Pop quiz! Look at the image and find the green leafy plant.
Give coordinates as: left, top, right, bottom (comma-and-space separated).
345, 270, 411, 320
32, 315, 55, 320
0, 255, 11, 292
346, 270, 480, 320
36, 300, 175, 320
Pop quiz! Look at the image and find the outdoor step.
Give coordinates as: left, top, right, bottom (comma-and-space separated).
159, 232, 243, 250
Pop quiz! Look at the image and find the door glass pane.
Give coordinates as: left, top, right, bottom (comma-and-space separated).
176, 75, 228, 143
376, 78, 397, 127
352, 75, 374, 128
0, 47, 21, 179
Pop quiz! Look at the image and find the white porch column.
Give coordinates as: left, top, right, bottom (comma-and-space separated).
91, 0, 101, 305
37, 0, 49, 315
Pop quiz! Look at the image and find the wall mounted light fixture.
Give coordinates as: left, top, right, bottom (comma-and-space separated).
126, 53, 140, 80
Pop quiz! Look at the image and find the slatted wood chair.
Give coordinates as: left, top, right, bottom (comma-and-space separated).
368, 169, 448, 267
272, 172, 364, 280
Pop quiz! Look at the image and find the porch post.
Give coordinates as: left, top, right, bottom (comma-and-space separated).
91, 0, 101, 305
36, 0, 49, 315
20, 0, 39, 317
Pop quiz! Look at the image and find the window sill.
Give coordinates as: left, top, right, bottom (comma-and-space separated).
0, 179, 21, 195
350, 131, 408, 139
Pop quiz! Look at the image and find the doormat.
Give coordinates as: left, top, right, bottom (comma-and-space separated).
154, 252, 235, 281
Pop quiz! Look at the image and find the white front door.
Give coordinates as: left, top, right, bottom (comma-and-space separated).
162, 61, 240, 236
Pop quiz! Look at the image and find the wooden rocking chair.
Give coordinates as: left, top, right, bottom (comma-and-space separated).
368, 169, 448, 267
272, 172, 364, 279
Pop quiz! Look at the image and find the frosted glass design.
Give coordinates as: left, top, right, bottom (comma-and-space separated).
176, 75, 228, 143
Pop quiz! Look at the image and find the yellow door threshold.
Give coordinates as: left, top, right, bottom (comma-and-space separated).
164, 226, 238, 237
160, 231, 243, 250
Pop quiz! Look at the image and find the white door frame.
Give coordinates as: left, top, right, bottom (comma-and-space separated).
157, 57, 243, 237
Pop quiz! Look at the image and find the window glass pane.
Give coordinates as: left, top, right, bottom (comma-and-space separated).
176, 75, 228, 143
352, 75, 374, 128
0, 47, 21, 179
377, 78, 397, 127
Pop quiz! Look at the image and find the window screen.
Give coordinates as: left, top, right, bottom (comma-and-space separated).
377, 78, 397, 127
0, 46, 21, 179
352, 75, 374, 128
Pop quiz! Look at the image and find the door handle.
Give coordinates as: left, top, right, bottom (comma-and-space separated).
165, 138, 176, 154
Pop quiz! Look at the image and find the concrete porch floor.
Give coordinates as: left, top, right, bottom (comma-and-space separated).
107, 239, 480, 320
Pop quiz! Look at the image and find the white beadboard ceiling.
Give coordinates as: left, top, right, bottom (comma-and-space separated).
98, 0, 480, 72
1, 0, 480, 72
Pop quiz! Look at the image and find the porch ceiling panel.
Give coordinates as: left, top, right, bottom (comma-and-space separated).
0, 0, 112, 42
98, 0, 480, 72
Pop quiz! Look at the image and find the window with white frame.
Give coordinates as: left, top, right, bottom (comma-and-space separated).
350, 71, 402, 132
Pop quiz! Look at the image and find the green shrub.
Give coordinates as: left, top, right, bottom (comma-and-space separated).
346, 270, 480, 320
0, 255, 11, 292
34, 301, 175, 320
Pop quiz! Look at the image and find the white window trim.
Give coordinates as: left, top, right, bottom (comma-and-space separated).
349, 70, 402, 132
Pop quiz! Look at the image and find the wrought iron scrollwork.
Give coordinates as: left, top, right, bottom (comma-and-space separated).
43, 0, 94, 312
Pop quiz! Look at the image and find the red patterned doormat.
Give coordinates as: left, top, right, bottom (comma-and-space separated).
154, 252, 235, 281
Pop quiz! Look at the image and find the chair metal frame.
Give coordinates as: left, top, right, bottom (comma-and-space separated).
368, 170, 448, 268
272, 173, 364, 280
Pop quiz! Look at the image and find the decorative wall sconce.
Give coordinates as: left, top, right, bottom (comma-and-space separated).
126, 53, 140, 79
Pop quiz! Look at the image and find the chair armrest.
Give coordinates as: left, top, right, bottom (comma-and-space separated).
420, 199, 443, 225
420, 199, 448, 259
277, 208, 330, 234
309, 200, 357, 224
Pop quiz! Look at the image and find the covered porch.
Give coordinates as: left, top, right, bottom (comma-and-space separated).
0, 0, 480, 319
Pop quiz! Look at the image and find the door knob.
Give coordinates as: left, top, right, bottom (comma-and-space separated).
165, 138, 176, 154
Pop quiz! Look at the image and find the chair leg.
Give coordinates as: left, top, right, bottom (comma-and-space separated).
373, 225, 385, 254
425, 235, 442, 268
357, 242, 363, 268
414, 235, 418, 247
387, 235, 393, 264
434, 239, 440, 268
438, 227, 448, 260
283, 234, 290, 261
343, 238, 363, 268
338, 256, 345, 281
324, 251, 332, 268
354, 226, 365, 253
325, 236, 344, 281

...

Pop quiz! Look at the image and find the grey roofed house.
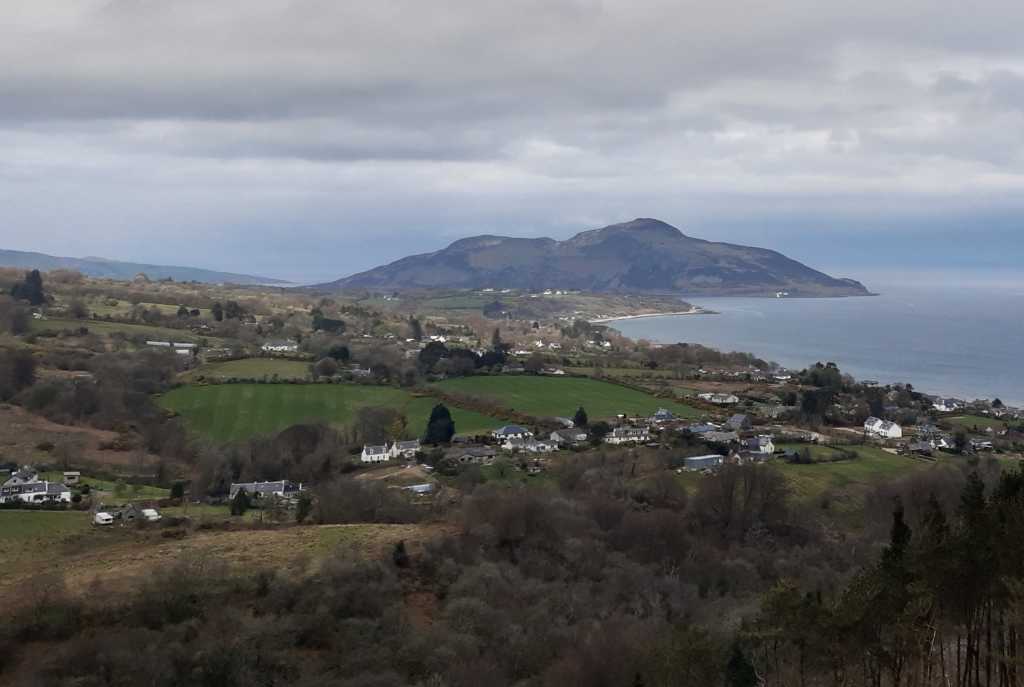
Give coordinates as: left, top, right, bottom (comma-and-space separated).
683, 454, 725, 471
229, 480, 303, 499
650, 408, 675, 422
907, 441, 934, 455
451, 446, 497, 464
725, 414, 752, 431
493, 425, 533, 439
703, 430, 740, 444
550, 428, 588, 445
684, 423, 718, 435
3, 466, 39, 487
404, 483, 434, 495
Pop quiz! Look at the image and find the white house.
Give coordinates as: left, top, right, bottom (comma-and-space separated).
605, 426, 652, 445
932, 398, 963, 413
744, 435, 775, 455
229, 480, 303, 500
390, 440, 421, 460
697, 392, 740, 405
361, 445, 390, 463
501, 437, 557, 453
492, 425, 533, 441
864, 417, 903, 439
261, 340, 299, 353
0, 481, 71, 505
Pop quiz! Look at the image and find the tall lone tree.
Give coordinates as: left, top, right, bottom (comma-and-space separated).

### Exercise directions
The entries above hold the needed span. Transcribe exactly the lines from the one with "Pop quiz! Look at the image and find the green leafy" to the one with "Pop quiz! Look at the image and find the porch post.", both included.

### Reply to the exercise
Pop quiz! Look at the image and find the green leafy plant.
Give coordinates as: left, top, right, bottom (comma-and-space separated).
345, 270, 411, 320
32, 315, 55, 320
0, 255, 11, 292
346, 270, 480, 320
36, 300, 175, 320
Pop quiz! Look at the image and find the outdoor step.
Give coordinates as: left, top, right, bottom (comma-and-space separated).
159, 232, 243, 250
Pop quiz! Look at the image and find the door glass pane.
Give coordinates as: left, top, right, bottom (comma-and-space separated).
176, 75, 228, 143
376, 78, 397, 127
352, 75, 374, 128
0, 47, 21, 179
Pop quiz! Look at the image and find the white porch column.
Give coordinates as: left, top, right, bottom (comma-and-space separated).
91, 0, 101, 305
37, 0, 49, 315
Pop quiz! Look at the image and find the wall mounted light fixture.
Give coordinates as: left, top, right, bottom (comma-and-space separated).
126, 53, 140, 80
Pop quiz! Look at the image and find the slatted wood chair.
Give coordinates as: left, top, right, bottom (comma-and-space separated).
368, 169, 448, 267
272, 172, 364, 280
Pop quiz! Look at the image and find the porch post.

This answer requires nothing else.